#### Document extract:

The interfirm linkage for the Equities Phase 2a of the Consolidated Audit Trail (CAT) went live in the US today (October 26), with firms now required to validate transaction linkages between them to ensure orders are routed correctly. One of the most important milestones of the entire CAT journey, the interfirm linkage requirements are nevertheless complex and firms are still struggling in certain areas.
According to data provided to Regtech Insight by Gresham Technologies, there are currently 1,178 firms reporting with a total count of more than 15 billion order events. On the plus side, just 0.67% are late submissions, which shows the industry has done well with the initial go-live, ingesting, mapping and submitting large volumes of data from disparate sources (despite the pandemic).
When interfirm linkage was first implemented in Production on August 10th initially the error rate was as high as 40%, dropping to 20% by the end of August. Another month on and as of October 2 it was down to 11% (with Routed Order ID mismatches accounting for 56% of these) so industry has clearly demonstrated some improvement. But is it enough?
“11% is high considering the volumes we are dealing with,” warns Philip Flood, Chief Commercial Officer at Inforalgo (a Gresham Technologies company). “As we are a Certified CAT Reporting Agent our error rate is below 0.5% and we are still working with clients to optimize the 20,000 linkage errors we are receiving. Some of these still need to manually be resolved by talking with counterparties to understand the failed match.”
So where should firms be focusing their efforts?

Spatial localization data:

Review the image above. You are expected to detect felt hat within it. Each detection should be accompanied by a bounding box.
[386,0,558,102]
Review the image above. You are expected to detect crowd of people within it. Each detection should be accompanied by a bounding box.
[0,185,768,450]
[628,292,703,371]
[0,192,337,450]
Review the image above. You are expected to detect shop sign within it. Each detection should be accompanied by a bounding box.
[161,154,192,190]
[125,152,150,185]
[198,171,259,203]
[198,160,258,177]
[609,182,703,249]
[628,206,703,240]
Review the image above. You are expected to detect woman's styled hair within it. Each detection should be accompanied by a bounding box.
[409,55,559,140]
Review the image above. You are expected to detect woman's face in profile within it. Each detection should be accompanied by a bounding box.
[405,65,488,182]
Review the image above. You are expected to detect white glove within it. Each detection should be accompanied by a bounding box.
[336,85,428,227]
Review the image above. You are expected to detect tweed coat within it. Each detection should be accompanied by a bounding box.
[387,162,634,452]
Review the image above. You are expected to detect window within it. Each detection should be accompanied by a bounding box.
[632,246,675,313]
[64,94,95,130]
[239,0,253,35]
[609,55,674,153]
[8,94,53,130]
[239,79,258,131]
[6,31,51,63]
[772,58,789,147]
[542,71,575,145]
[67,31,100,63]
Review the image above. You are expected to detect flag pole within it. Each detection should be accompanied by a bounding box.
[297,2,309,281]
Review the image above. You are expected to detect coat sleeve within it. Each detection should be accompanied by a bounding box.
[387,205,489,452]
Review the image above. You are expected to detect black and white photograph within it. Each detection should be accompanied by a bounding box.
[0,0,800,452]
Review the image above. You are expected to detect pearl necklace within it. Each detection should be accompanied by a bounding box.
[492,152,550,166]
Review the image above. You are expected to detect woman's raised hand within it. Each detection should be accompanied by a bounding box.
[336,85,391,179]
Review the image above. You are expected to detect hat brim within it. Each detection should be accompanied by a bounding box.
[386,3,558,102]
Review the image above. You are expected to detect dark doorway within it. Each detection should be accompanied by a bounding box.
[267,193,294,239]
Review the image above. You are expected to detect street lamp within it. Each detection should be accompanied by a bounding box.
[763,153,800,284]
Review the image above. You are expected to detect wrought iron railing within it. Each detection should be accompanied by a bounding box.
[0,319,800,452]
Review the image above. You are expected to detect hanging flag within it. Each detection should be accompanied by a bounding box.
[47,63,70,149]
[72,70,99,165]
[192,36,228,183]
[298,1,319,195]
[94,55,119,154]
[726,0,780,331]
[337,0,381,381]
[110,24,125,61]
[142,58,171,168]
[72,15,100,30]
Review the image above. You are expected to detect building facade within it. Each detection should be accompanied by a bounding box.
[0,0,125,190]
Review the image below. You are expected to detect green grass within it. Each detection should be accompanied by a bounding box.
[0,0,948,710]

* * *

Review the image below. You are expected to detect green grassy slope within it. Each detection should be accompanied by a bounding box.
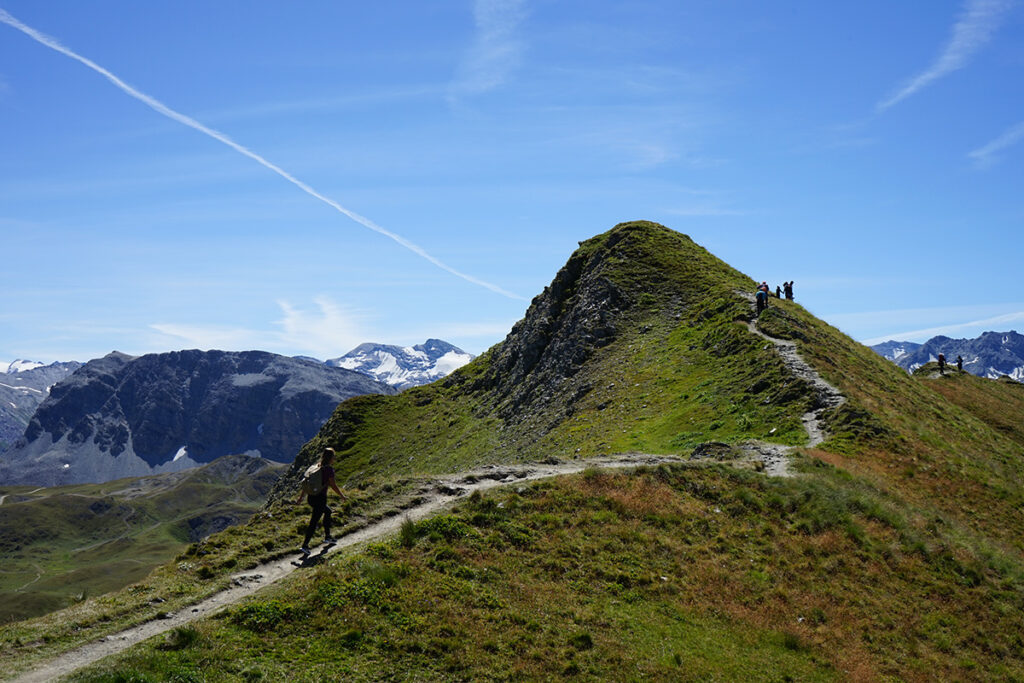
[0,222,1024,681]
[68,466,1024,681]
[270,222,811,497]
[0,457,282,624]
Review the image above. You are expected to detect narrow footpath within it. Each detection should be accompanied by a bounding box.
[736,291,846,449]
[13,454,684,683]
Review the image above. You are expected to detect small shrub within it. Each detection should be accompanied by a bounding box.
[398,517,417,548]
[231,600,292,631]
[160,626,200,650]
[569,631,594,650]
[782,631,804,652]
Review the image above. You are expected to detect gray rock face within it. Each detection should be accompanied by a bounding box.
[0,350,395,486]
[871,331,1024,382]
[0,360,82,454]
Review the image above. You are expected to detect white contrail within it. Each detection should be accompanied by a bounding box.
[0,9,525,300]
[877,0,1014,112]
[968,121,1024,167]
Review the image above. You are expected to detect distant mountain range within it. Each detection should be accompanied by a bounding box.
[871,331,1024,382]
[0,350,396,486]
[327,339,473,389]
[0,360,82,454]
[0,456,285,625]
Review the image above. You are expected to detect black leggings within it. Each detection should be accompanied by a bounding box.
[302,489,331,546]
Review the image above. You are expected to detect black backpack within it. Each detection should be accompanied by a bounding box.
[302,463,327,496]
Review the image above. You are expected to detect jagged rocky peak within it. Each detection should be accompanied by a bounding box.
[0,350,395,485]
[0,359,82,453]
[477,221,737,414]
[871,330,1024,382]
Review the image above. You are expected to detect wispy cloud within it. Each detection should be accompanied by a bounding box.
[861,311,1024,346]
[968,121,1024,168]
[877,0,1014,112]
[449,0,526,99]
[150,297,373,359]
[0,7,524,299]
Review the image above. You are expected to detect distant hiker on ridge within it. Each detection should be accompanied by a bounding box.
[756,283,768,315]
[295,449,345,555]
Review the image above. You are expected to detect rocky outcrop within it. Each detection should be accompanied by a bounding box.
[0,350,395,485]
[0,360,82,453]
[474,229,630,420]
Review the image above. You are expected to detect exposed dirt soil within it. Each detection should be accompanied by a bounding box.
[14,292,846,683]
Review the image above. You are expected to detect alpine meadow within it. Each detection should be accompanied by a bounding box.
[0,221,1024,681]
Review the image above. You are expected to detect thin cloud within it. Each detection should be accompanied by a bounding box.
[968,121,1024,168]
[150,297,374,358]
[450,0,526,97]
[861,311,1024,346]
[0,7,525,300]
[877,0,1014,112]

#### Task brief:
Reproduce in full, word for word, the text on the Consolidated Audit Trail's interfirm linkage go-live.

#### Response box:
The interfirm linkage for the Equities Phase 2a of the Consolidated Audit Trail (CAT) went live in the US today (October 26), with firms now required to validate transaction linkages between them to ensure orders are routed correctly. One of the most important milestones of the entire CAT journey, the interfirm linkage requirements are nevertheless complex and firms are still struggling in certain areas.
According to data provided to Regtech Insight by Gresham Technologies, there are currently 1,178 firms reporting with a total count of more than 15 billion order events. On the plus side, just 0.67% are late submissions, which shows the industry has done well with the initial go-live, ingesting, mapping and submitting large volumes of data from disparate sources (despite the pandemic).
When interfirm linkage was first implemented in Production on August 10th initially the error rate was as high as 40%, dropping to 20% by the end of August. Another month on and as of October 2 it was down to 11% (with Routed Order ID mismatches accounting for 56% of these) so industry has clearly demonstrated some improvement. But is it enough?
“11% is high considering the volumes we are dealing with,” warns Philip Flood, Chief Commercial Officer at Inforalgo (a Gresham Technologies company). “As we are a Certified CAT Reporting Agent our error rate is below 0.5% and we are still working with clients to optimize the 20,000 linkage errors we are receiving. Some of these still need to manually be resolved by talking with counterparties to understand the failed match.”
So where should firms be focusing their efforts?